Text passage –
It was expected that Robert Mugabe would be absent from Independence Day

Zimbabwe President Emmerson Mnangagwa greets the crowd as he arrives for Independence Day celebrations at the National Sports Stadium. Photo: AFP

 

By AFP and Staff Reporter

 

For the first time in over thirty years, Robert Gabriel Mugabe, Zimbabwe’s former leader was absent at the country’s independence parade held in the capital, Harare. Independence anniversaries over the years have been synonymous to Mugabe’s arrival at the venue along with his wife and subsequently addressing the populace to much cheers.
The 94-year-old leader was, however, absent for proceedings, and it was not known if government extended an invitation to him. There was no official communication on the reasons but most political watchers said it was to be expected.
Zimbabwe marked its 38th independence day with new leader Emmerson Mnangagwa vowing to hold “credible” elections and turn around the southern African country’s moribund economy.
Mugabe ruled Zimbabwe from independence in 1980 until last November when he was forced to resign under pressure from his party, the military and the street.
Presiding over Wednesday’s celebrations at the national sports stadium in Harare, Mnangagwa said: “My government has put in place measures for the holding of transparent, free, fair and credible elections.”

Information supplied –

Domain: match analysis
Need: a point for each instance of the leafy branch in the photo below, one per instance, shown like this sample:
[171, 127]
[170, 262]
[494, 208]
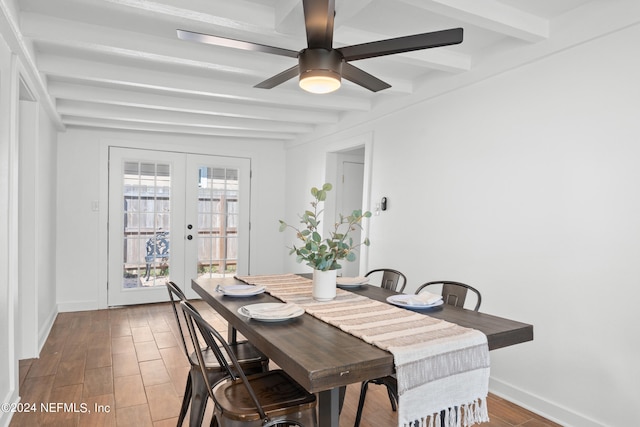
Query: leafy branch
[324, 254]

Directions –
A. In the Zimbabwe Independence Day article, which independence anniversary did Zimbabwe mark?
B. Carry the article on Zimbabwe's Independence Day forward from its final sentence.

Exercise results –
A. Its 38th independence day.

B.
Admitting that the country’s economic crisis was causing “great hardship”, he added: “My administration’s focus is on the pursuit of investment-led economic recovery, job creation (and) poverty reduction.”
The celebrations came as the government fired thousands of nurses who kicked off a strike demanding higher pay on Monday amid growing labour unrest.
Mnangagwa, Mugabe’s former deputy and a veteran loyalist in the ruling ZANU-PF, is widely expected to retain power along with the party in the elections expected in July or August.
The opposition Movement for Democratic Change party attended the independence day celebrations, ending a boycott they had observed over Mugabe’s authoritarian rule.
The ousted leader often used the occasion of independence day to harangue the West and reaffirm his total control over the former British colony.
The army briefly took power in November before Mugabe, now 94, resigned when once-loyal ZANU-PF lawmakers started impeachment proceedings against him.
His reign left Zimbabwe in dire economic decline, triggering mass emigration and a widespread collapse of public services.
Zimbabweans are set to vote in the first post-Mugabe polls in July, where Mnangagwa will face 40-year-old Nelson Chamisa, the main opposition MDC’s new leader.
He is trying to roll back some of Mugabe’s policies that investors said discouraged investment. His Zimbabwe “is open for business” policy is meant to attract foreign capital after years of isolation under Mugabe.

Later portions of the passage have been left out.